• REQUIRED WORK:
Rewrite all of the material below as a numbered list, leaving out every blank line.

Detection annotation records
** BEGIN **
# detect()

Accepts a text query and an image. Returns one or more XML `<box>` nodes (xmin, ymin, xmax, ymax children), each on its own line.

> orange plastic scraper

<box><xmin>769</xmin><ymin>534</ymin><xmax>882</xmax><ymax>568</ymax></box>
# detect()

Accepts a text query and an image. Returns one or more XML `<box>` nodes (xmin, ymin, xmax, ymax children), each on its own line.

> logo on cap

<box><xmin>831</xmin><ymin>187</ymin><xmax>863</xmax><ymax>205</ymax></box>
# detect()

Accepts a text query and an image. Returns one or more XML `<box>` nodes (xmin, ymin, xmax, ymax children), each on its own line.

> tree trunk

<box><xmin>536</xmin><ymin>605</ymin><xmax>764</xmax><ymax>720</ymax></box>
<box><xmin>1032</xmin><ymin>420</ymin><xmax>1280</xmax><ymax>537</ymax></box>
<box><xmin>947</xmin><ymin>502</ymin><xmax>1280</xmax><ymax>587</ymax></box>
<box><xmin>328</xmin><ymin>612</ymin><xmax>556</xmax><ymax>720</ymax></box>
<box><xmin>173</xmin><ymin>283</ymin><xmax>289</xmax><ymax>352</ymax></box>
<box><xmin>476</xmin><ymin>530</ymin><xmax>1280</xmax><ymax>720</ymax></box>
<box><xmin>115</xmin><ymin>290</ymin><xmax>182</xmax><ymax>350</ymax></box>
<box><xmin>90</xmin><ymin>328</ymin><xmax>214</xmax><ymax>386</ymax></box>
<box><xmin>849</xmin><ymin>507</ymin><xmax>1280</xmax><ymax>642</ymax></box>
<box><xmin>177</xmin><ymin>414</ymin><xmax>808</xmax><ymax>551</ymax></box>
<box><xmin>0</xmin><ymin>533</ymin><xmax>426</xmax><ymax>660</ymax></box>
** END **
• FINAL ANSWER:
1. # detect()
2. Accepts a text query and an image. Returns one or more XML `<box>` nodes (xmin, ymin, xmax, ymax children), each on its own line.
3. > orange plastic scraper
4. <box><xmin>769</xmin><ymin>534</ymin><xmax>882</xmax><ymax>568</ymax></box>
5. # detect()
6. Accepts a text query and an image. Returns one or more XML `<box>` nodes (xmin, ymin, xmax, ymax children), each on its own line.
7. > logo on cap
8. <box><xmin>831</xmin><ymin>187</ymin><xmax>863</xmax><ymax>205</ymax></box>
9. # detect()
10. Accepts a text query and an image. Returns one or more XML `<box>` nodes (xmin, ymin, xmax, ymax children), each on its own line.
11. > tree trunk
12. <box><xmin>536</xmin><ymin>605</ymin><xmax>764</xmax><ymax>720</ymax></box>
13. <box><xmin>1032</xmin><ymin>420</ymin><xmax>1280</xmax><ymax>537</ymax></box>
14. <box><xmin>947</xmin><ymin>502</ymin><xmax>1280</xmax><ymax>587</ymax></box>
15. <box><xmin>328</xmin><ymin>612</ymin><xmax>556</xmax><ymax>720</ymax></box>
16. <box><xmin>173</xmin><ymin>283</ymin><xmax>289</xmax><ymax>352</ymax></box>
17. <box><xmin>476</xmin><ymin>530</ymin><xmax>1280</xmax><ymax>720</ymax></box>
18. <box><xmin>115</xmin><ymin>290</ymin><xmax>182</xmax><ymax>350</ymax></box>
19. <box><xmin>90</xmin><ymin>328</ymin><xmax>214</xmax><ymax>386</ymax></box>
20. <box><xmin>849</xmin><ymin>507</ymin><xmax>1280</xmax><ymax>642</ymax></box>
21. <box><xmin>177</xmin><ymin>414</ymin><xmax>808</xmax><ymax>551</ymax></box>
22. <box><xmin>0</xmin><ymin>533</ymin><xmax>426</xmax><ymax>660</ymax></box>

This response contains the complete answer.